- Data for this exercise:
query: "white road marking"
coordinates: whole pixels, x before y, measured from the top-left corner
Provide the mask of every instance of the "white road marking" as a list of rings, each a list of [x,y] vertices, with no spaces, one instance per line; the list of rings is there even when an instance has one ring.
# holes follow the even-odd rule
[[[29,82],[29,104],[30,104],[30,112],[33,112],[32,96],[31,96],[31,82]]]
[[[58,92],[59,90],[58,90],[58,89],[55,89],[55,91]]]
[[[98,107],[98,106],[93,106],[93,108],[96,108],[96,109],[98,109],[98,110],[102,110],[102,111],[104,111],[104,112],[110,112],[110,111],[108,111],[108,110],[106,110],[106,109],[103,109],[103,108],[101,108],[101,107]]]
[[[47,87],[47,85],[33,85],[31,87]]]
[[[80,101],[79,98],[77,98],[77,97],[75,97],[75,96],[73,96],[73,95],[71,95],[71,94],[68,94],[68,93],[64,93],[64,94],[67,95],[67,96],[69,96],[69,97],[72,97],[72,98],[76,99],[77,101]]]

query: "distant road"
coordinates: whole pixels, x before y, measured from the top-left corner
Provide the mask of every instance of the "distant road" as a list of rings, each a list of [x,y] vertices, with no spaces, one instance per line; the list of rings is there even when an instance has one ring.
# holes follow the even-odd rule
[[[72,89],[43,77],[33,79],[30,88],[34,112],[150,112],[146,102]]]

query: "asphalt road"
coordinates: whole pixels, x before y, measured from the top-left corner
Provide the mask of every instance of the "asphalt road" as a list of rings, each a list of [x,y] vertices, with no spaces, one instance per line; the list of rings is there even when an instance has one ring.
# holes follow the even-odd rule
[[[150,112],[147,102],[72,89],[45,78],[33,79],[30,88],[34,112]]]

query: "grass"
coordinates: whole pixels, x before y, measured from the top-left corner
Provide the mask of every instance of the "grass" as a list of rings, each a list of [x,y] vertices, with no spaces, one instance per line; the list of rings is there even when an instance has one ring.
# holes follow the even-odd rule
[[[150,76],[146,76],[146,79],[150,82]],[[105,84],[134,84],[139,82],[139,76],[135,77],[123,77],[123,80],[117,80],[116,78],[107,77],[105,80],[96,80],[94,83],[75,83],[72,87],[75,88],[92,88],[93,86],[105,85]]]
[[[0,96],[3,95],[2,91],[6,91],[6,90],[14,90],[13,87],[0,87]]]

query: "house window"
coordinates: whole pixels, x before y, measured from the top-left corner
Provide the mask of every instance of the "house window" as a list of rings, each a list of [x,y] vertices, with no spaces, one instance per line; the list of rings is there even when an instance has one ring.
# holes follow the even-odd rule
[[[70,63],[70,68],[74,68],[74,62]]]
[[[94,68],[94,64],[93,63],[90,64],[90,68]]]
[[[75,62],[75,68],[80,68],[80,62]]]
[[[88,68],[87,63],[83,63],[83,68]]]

- Task directions:
Reproduce the complete set of lines precisely as supplied.

- Answer:
query: "white road marking"
coordinates: whole pixels, x before y, measured from the top-left corner
Provide the mask of every instance of the "white road marking" as a list of rings, each a list of [x,y] vertices, with no spaces, one instance per line; the list of rings is there even when an instance has one ring.
# holes follow the even-odd rule
[[[29,82],[29,104],[30,104],[30,112],[33,112],[32,96],[31,96],[31,82]]]
[[[58,92],[59,90],[58,90],[58,89],[55,89],[55,91]]]
[[[98,107],[98,106],[93,106],[93,108],[96,108],[96,109],[98,109],[98,110],[102,110],[102,111],[104,111],[104,112],[110,112],[110,111],[108,111],[108,110],[106,110],[106,109],[103,109],[103,108],[101,108],[101,107]]]
[[[47,87],[47,85],[33,85],[31,87]]]
[[[80,101],[79,98],[77,98],[77,97],[75,97],[75,96],[73,96],[73,95],[71,95],[71,94],[68,94],[68,93],[64,93],[64,94],[67,95],[67,96],[69,96],[69,97],[72,97],[72,98],[76,99],[77,101]]]

query: "distant road"
coordinates: whole pixels, x before y, measured from the top-left corner
Provide the mask of every instance of the "distant road" as a list of rings, each a list of [x,y] vertices, with no spaces, one instance per line; the list of rings is there even when an instance has one ring.
# holes follow the even-odd rule
[[[72,89],[43,77],[33,79],[30,88],[34,112],[150,112],[146,102]]]

query: "asphalt road"
coordinates: whole pixels, x before y, measured from the top-left corner
Provide the mask of every instance of the "asphalt road" as a list of rings, each a list of [x,y] vertices, with no spaces, one instance per line; the list of rings is there even when an instance has one ring.
# holes follow the even-odd rule
[[[150,112],[147,102],[72,89],[45,78],[33,79],[30,88],[34,112]]]

query: "grass"
coordinates: whole pixels, x before y, measured from the top-left corner
Provide the mask of every instance of the "grass" as a list of rings, each a list of [x,y] vertices, with no spaces, one instance per line; the list of rings is there even when an instance has one ring.
# holes follow the even-odd rule
[[[150,76],[146,76],[146,79],[150,82]],[[105,84],[134,84],[139,82],[139,76],[135,77],[123,77],[123,80],[117,80],[116,78],[107,77],[105,80],[96,80],[94,83],[75,83],[72,87],[75,88],[92,88],[93,86],[105,85]]]
[[[0,96],[3,95],[2,91],[6,91],[6,90],[14,90],[13,87],[0,87]]]

query: "house window"
coordinates: whole pixels, x before y, measured from the top-left corner
Provide the mask of every instance of the "house window" as a list of rings, each a list of [x,y] vertices, with no spaces, one instance per line; the list of rings is there even when an instance has one ring.
# holes follow the even-odd rule
[[[70,63],[70,68],[74,68],[74,62]]]
[[[94,68],[94,64],[93,63],[90,64],[90,68]]]
[[[75,62],[75,68],[80,68],[80,62]]]
[[[88,68],[87,63],[83,63],[83,68]]]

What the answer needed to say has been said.